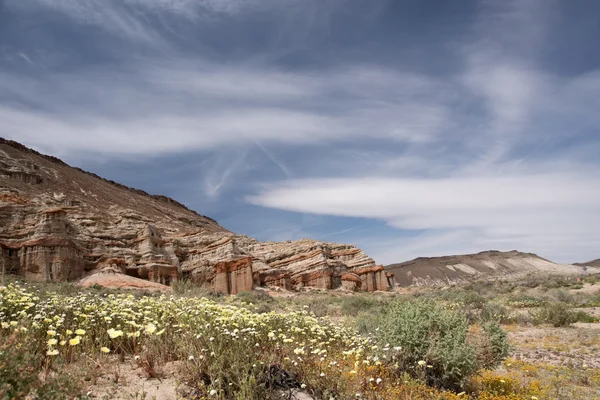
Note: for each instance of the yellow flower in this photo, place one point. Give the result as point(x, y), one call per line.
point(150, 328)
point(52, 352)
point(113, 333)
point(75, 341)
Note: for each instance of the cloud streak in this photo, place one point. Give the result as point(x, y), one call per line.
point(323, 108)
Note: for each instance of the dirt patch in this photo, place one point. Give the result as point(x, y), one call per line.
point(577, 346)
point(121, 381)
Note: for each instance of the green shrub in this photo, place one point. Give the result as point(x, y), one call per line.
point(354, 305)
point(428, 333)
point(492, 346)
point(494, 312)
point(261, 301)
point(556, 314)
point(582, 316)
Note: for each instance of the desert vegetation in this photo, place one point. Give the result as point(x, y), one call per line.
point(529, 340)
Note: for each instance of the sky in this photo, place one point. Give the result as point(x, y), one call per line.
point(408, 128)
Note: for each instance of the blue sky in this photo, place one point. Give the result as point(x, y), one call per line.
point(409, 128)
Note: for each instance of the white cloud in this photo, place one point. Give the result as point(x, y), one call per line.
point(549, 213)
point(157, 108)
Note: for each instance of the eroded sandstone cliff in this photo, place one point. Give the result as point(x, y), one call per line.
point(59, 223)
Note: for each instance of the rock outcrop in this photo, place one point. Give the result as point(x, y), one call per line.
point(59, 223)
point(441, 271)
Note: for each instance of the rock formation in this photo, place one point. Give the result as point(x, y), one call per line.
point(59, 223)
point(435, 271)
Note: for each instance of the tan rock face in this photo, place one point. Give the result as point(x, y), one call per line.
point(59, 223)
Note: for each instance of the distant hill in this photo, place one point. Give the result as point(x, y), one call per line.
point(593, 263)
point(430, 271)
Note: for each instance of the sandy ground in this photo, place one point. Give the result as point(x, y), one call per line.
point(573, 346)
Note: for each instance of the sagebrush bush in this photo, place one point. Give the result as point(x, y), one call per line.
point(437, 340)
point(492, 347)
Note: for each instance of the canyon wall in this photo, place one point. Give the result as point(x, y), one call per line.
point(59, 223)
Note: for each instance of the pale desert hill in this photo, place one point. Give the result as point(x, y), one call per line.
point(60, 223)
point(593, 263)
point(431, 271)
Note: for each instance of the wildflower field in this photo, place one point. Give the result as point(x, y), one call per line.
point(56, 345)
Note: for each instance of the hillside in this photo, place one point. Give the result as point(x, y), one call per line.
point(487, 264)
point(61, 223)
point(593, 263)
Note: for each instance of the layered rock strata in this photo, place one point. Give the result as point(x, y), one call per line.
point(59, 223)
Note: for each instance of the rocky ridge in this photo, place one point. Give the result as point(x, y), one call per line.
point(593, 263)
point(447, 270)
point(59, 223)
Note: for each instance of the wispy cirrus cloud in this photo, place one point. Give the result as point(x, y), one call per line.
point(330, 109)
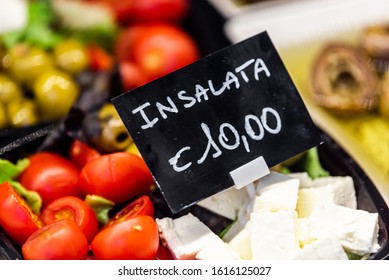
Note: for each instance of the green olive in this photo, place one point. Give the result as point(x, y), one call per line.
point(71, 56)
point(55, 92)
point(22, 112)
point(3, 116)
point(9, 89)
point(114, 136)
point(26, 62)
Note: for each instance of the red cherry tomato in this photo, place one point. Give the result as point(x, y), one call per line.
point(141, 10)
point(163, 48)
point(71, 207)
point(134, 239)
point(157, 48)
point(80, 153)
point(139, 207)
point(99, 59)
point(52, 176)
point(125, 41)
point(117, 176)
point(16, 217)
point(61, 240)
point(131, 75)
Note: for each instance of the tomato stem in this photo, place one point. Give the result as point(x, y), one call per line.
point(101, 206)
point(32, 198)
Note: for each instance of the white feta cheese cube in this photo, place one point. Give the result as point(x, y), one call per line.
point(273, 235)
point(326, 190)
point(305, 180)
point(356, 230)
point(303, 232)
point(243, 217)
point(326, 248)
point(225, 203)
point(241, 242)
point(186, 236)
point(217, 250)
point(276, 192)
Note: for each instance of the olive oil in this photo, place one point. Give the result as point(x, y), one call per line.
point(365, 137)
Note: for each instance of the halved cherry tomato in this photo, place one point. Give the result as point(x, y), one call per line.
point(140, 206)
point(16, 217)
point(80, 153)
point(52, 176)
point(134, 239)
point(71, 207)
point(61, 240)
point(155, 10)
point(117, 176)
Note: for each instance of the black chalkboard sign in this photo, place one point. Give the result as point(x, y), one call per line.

# SHORT EXERCISE
Rewrite all of the lines above with "place one point" swapped for "mark one point" and nothing else changed. Leave the pictures out.

# REPLY TO THE TASK
Note: for each instance of the yellow flower in this photo, mark one point. Give the result as point(x, y), one call per line.
point(150, 328)
point(52, 352)
point(113, 333)
point(75, 341)
Note: for each instance of the cloud streak in this photo, mark one point. Give the result as point(x, y), one call per line.
point(323, 108)
Note: for each instance of the dirt patch in this photo, mark one point. Give the result as point(x, y), one call per line.
point(577, 346)
point(121, 381)
Note: for each instance of the green shrub in this photo, mark one point. Give the result as point(x, y), one call per line.
point(354, 305)
point(428, 333)
point(492, 346)
point(494, 312)
point(261, 301)
point(556, 314)
point(582, 316)
Note: for each instance of the desert vegetation in this photo, mark one point. Give the result as point(x, y), one call per line.
point(529, 340)
Note: for each instance of the sky in this photo, mark one point. Give the result as point(x, y), one call per line.
point(408, 128)
Note: for each instance of the blue sky in this photo, mark one point. Give the result as point(x, y), one call per line.
point(409, 128)
Note: for each instance of the white cloud in this photo, mark one point. Give the result as point(x, y), one call per line.
point(549, 213)
point(157, 108)
Note: for each instance of the eroded sandstone cliff in this photo, mark one point. Give the result as point(x, y), one call per line.
point(59, 223)
Note: for each instance of the rock outcrop in this photo, mark one point. Give the result as point(x, y), one call per line.
point(59, 223)
point(441, 271)
Note: for each instance of the rock formation in this photo, mark one point. Give the result as point(x, y), one call per line.
point(59, 223)
point(435, 271)
Note: for each instance of the tan rock face in this photo, mark one point. Give the result as point(x, y), one call per line.
point(59, 223)
Note: for each instance of the distant hill in this photo, mark one point. Give the result as point(x, y), one call per line.
point(593, 263)
point(430, 271)
Note: for each instance of the sandy ground in this photo, mark one point. Give the result as point(x, y), one call per line.
point(573, 346)
Note: for each instance of the sagebrush bush in this photo, mark one point. Give the result as point(x, y), one call per line.
point(437, 340)
point(492, 347)
Note: for each instance of the canyon wall in this photo, mark one point. Give the result as point(x, y), one call per line.
point(59, 223)
Note: for each instance of the pale desert hill in this photo, mark one point. Give the result as point(x, y), one call per line.
point(60, 223)
point(593, 263)
point(431, 271)
Note: for each instance of the wildflower field in this photo, mark one point. Give the result as point(x, y), one call per line.
point(56, 345)
Note: for each instance of the hillside in this photo, mark one point. Give the result as point(x, y), one call per line.
point(487, 264)
point(61, 223)
point(593, 263)
Note: for each instance of the layered rock strata in this photo, mark one point. Give the result as point(x, y), one call per line.
point(59, 223)
Note: for each instance of the rocky ridge in this photo, mark one point. Give the result as point(x, y), one call per line.
point(593, 263)
point(447, 270)
point(59, 223)
Note: for each instance of the wispy cirrus cloud in this photo, mark one point. Give the result as point(x, y), one call per line.
point(330, 109)
Note: for each instance of the green olive in this photo, mark one point. Give the result as point(x, y), one call per line.
point(71, 56)
point(55, 92)
point(22, 112)
point(3, 116)
point(9, 89)
point(114, 136)
point(26, 62)
Note: for each instance of the red cherry tomato in this photo, mark one point. Give the result as point(x, y), one call per line.
point(141, 10)
point(163, 48)
point(71, 207)
point(134, 239)
point(157, 48)
point(80, 153)
point(139, 207)
point(99, 59)
point(52, 176)
point(125, 41)
point(117, 176)
point(16, 217)
point(61, 240)
point(131, 75)
Note: for each instance of the tomato stem in this photo, mark one point. Give the result as point(x, y), one call per line.
point(101, 206)
point(32, 198)
Note: for each instance of the white feta cheese cube in this photo, mark one point. Give the result as point(x, y), one call per line.
point(273, 235)
point(326, 190)
point(305, 180)
point(356, 230)
point(303, 232)
point(243, 217)
point(326, 248)
point(225, 203)
point(241, 242)
point(186, 236)
point(217, 250)
point(276, 192)
Note: for each instance of the olive oil in this photo, mark one point. Give the result as point(x, y), one call per line.
point(365, 137)
Note: for each instance of the halved cherry tomato in this photo, mark one point. Give the result as point(x, y), one call per line.
point(140, 206)
point(16, 217)
point(80, 153)
point(52, 176)
point(134, 239)
point(71, 207)
point(61, 240)
point(155, 10)
point(117, 176)
Note: for each instance of the black chalkboard sign in this photo, mark one point. Give the result as point(x, y), one call per line.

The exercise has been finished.